● **STATED GOAL**: Please edit the listing below by replacing "one point per instance" with "one point for each instance" wherever it occurs, leaving everything else unchanged.
## Start
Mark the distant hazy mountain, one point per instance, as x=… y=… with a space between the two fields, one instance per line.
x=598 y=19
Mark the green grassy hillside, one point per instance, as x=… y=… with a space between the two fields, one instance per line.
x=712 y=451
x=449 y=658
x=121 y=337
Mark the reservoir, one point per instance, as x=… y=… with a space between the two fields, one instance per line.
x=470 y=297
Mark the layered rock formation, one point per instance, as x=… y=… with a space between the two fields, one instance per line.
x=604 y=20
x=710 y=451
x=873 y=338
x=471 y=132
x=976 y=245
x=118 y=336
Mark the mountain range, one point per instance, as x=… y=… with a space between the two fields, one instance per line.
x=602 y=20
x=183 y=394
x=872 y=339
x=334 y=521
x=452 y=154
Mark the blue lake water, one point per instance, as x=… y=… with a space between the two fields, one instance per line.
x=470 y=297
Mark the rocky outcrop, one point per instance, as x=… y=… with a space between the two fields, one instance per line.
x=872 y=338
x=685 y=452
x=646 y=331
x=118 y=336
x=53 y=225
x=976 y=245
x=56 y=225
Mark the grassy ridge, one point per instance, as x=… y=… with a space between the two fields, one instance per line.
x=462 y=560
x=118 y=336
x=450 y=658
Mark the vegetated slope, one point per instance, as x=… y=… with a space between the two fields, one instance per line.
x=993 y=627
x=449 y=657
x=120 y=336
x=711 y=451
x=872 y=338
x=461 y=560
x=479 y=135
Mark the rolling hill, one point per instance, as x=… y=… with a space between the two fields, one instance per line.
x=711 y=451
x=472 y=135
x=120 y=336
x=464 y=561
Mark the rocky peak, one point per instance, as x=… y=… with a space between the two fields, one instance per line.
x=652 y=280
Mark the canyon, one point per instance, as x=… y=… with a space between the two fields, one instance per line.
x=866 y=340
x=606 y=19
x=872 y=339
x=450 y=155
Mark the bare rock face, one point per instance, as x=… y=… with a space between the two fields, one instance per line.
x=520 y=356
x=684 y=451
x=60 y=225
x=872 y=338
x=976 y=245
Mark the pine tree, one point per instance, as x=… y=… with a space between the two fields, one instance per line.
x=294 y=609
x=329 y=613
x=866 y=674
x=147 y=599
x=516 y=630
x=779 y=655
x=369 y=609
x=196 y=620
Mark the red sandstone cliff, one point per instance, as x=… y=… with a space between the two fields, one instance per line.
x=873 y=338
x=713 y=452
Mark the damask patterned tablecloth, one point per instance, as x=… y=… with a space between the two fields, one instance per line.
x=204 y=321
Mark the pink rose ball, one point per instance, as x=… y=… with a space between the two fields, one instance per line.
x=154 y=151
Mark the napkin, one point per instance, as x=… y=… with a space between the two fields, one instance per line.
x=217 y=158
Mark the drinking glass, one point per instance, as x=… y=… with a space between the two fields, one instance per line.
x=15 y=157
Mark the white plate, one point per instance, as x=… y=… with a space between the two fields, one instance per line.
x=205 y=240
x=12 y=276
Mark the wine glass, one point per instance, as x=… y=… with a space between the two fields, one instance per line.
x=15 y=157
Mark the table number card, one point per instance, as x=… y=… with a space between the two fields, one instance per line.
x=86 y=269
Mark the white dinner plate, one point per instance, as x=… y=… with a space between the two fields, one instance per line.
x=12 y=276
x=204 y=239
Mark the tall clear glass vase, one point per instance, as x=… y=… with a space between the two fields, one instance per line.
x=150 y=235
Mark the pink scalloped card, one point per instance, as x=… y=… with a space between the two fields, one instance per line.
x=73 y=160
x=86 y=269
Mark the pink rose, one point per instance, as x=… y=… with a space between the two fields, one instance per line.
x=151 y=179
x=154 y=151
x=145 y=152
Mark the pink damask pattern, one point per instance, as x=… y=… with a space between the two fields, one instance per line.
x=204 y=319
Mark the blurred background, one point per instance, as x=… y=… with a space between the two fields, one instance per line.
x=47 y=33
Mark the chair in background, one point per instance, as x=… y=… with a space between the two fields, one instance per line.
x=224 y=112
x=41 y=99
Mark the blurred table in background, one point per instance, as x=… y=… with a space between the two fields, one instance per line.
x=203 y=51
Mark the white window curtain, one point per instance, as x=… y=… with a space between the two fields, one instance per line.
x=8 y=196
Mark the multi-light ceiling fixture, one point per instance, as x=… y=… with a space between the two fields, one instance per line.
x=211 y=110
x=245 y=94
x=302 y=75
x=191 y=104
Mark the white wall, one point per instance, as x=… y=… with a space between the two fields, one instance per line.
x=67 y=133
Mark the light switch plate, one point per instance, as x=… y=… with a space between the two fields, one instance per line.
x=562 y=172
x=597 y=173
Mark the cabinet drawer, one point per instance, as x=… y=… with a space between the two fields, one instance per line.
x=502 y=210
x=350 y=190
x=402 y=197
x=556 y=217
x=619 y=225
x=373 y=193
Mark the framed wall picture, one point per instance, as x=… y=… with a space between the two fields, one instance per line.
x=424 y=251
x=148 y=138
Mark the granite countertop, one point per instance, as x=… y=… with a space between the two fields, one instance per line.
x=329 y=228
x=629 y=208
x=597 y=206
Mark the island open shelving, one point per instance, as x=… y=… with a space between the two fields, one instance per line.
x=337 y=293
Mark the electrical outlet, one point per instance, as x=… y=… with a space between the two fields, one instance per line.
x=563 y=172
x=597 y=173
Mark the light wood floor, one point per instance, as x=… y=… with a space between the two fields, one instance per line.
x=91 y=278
## End
● **EXERCISE SOLUTION**:
Mark the distant hazy mountain, one point for each instance, as x=… y=… with a space between the two fields, one instance per line.
x=598 y=19
Mark the green grassy hillside, one point for each instance, as x=… y=… with a space between the two fields, one instance per line.
x=712 y=451
x=449 y=658
x=121 y=337
Mark the reservoir, one point for each instance, as x=… y=… with a space between the two fields, one instance per line.
x=470 y=297
Mark the layered rock formation, one point for each instance, as x=… y=… with a space between the two fields, one instance per line.
x=604 y=20
x=710 y=451
x=873 y=338
x=471 y=132
x=976 y=245
x=118 y=336
Mark the mountain range, one point for each instance, as x=… y=… with a space between the two fields, one instance per line.
x=602 y=20
x=183 y=394
x=872 y=339
x=334 y=521
x=452 y=154
Mark the blue lake water, one point for each instance, as x=… y=… with a space between the two fields, one instance per line.
x=470 y=297
Mark the rocky outcrop, one point for each instance, as x=… y=… with a space between the two fields, one instance per line.
x=872 y=338
x=685 y=452
x=646 y=331
x=118 y=336
x=53 y=225
x=976 y=245
x=56 y=225
Mark the grassy ridge, one point for each instance, as x=… y=… with a space between the two fields, one instance per line.
x=462 y=560
x=118 y=336
x=450 y=658
Mark the vegetated slope, one point for each instance, as x=… y=… with a space between the two fields, one instance per line.
x=993 y=627
x=449 y=657
x=120 y=336
x=711 y=451
x=872 y=338
x=461 y=560
x=479 y=135
Mark the rolling hill, one point for each instance, as x=… y=… with a space between the two fields, one instance per line.
x=711 y=451
x=472 y=135
x=120 y=336
x=464 y=561
Mark the rocky peak, one point for each instance, as x=… y=… with a space between the two fields, one instance per line.
x=652 y=280
Mark the canyon, one point for each instance, as x=… y=… with a space between the two fields, one instance per line.
x=866 y=340
x=606 y=19
x=872 y=339
x=450 y=155
Mark the bare rock face, one point for each instance, as x=… y=… with a space between the two fields, one instance per line.
x=520 y=356
x=684 y=451
x=60 y=225
x=872 y=338
x=976 y=245
Mark the pine tree, one point for each instance, as x=… y=… with a space between the two fields, one instance per line.
x=294 y=609
x=329 y=613
x=866 y=674
x=147 y=599
x=516 y=630
x=779 y=655
x=369 y=609
x=196 y=620
Mark the red sandstone cliff, one point for each instance, as x=… y=… with a space between the two fields, one instance per line.
x=873 y=338
x=713 y=452
Mark the damask patterned tablecloth, one point for each instance, as x=… y=… with a space between the two fields, one instance per line.
x=204 y=321
Mark the pink rose ball, one point for each instance, as x=… y=… with a space between the two fields, one instance per line.
x=154 y=151
Mark the napkin, one point for each instance, as x=… y=… with a space between the two fields, one instance per line.
x=217 y=158
Mark the drinking glass, one point for each instance, as x=… y=… with a space between the two fields, one instance per line.
x=15 y=157
Mark the white plate, one point for each instance, as x=… y=… with a space between the two fields, one instance per line.
x=205 y=240
x=12 y=276
Mark the wine glass, one point for each instance, as x=… y=… with a space between the two fields, one instance per line.
x=15 y=157
Mark the table number card, one point for each instance, as x=… y=… with a space between the two fields, one instance per line.
x=86 y=269
Mark the white dinner plate, one point for each instance, as x=… y=… with a space between the two fields, one instance per line.
x=12 y=276
x=204 y=239
Mark the tall clear glass vase, one point for each instance, as x=… y=… with a space between the two fields, one instance per line.
x=150 y=235
Mark the pink scalloped card, one point for each instance, as x=… y=… with a space between the two fields, one instance per line.
x=73 y=160
x=86 y=269
Mark the pink rose, one point for each instance, as x=… y=… with a space between the two fields, one instance per line.
x=151 y=179
x=154 y=151
x=145 y=152
Mark the pink damask pattern, one point for each instance, as x=… y=… with a space between the two fields, one instance per line.
x=204 y=319
Mark the blurred background, one point for each instance, as x=… y=… with a space between the two fields, one instance per line.
x=47 y=33
Mark the chair in background, one point for each instance, as x=… y=… with a space between the two fields, one instance per line.
x=224 y=112
x=41 y=99
Mark the blurred table in background, one point for each instance, as x=… y=… with a space between the two fields, one instance per line.
x=203 y=51
Mark the white window curtain, one point for each instance, as x=… y=… with a space between the two fields, one instance per line.
x=8 y=196
Mark the multi-light ceiling fixture, one point for each instance, as x=… y=… with a space between the two fields, one instance per line.
x=211 y=110
x=245 y=94
x=302 y=75
x=191 y=104
Mark the white wall, one point for each instance, as x=… y=… with a space between the two fields, one instance per line.
x=67 y=133
Mark the light switch plate, one point for each instance, as x=… y=… with a space between the two fields, one instance per line.
x=562 y=172
x=597 y=173
Mark the cabinet drawer, one point for each instance, as x=… y=… with a space between the two fields, one instance per line.
x=502 y=210
x=350 y=190
x=402 y=197
x=556 y=217
x=619 y=225
x=373 y=193
Mark the framed wall picture, one point for each instance, as x=… y=… with a space between the two fields, one instance per line.
x=424 y=251
x=148 y=138
Mark the granite countertop, one point for each instance, as x=… y=… with a space between the two fields, one instance per line.
x=329 y=228
x=629 y=208
x=597 y=206
Mark the island open shelving, one point for each instance, as x=… y=… with a space between the two fields, one instance per line.
x=337 y=293
Mark the electrical outlet, one point for each instance, as x=… y=… with a space between the two fields, one instance per line.
x=563 y=172
x=597 y=173
Mark the light wood floor, one point for each instance, as x=… y=… with a space between the two fields, one instance per line.
x=91 y=278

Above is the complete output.